Written task:
Set down every line of the data below word for word, leaving out the pictures.

Recorded data:
☆ ☆ ☆ ☆ ☆

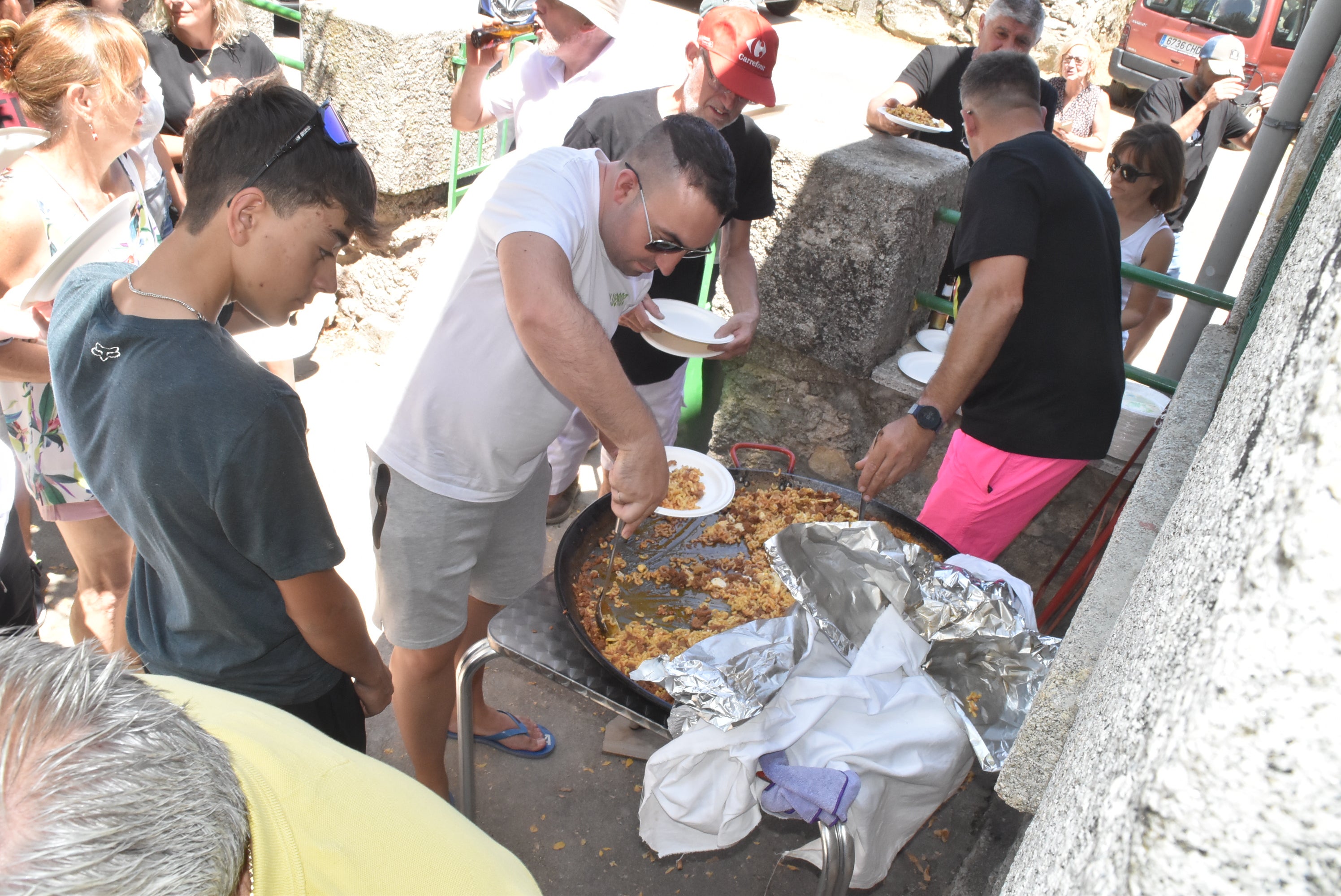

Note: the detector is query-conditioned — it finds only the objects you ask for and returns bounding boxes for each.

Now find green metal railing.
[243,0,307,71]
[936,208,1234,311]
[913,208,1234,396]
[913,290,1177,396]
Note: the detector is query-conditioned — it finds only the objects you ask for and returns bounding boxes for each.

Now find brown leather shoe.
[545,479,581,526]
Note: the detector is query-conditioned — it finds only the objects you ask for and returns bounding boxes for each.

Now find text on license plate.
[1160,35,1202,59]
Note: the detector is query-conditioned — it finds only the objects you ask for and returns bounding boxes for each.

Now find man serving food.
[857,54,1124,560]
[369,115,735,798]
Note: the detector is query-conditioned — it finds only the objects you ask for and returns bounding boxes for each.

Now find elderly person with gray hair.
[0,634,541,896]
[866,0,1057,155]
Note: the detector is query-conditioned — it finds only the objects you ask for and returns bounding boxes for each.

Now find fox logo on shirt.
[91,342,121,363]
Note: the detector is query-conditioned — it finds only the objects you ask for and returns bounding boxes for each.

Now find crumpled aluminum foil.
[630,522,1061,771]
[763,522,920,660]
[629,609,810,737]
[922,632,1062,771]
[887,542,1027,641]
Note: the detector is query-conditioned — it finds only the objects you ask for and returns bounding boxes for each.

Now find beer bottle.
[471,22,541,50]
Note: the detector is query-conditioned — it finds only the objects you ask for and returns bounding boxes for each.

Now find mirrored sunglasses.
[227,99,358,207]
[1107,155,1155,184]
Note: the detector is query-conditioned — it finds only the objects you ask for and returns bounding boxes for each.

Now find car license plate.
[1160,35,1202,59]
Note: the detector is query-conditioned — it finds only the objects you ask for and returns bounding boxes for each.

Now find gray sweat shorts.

☆ ☆ ☆ ☆ ☆

Final result:
Note: the detector is query-conditioned — it finds only the objects you ask for and returns bounding boxes for each.

Now find green metal railing.
[243,0,307,71]
[936,208,1234,311]
[913,208,1234,396]
[913,290,1177,396]
Note: the detector is query-conditioned — it finds only the objects you ask for and returns bounding boxes for each.

Now find brown leather shoe.
[545,479,581,526]
Note: the detector is query-conditioned — it finds only the objects you ask for and returns bounding boxes for each.

Now find text on license plate.
[1160,35,1202,59]
Note: the detector is query-conditioned — it finds only the objects you ask for and returns bounding boxes for each.

Now find man serving food.
[857,54,1124,560]
[369,115,735,798]
Note: the detector is query-conditioned — it finds only the objects you ask for and returns bounding boxes for each.

Now find elderly person with gray hair.
[0,634,541,896]
[866,0,1057,155]
Note: the detector is query-conditioned — it finds only the objects you ask for and returns bounding boxes for each.

Now find fox logo on shirt.
[91,342,121,363]
Note: the detector is query-conditioned — it finds only the objects you ask for and returns bounding boxes for each.

Now find crumpled aluminum foil.
[630,522,1061,771]
[763,522,920,660]
[629,609,810,737]
[922,632,1062,771]
[887,542,1027,641]
Note: the detector is query-conditioned — it finds only the objects you ask for and returns bounding boxes for each.

Now find beer bottle.
[471,22,541,50]
Note: the detector is query-conditioned — it finds only the objects you ask for and returns bounding boxes for each.

Now find mirrored sunglasses.
[227,99,358,207]
[1107,155,1155,184]
Note: the detector is query-conditioned — it finds only the objects you ask for and returns bounding boxes for each.

Now find car license plate.
[1160,35,1202,59]
Note: the detector is query-conditioned — it finds only the objects you ask for and returns bounding boxes for each.

Now find gray sweat shorts.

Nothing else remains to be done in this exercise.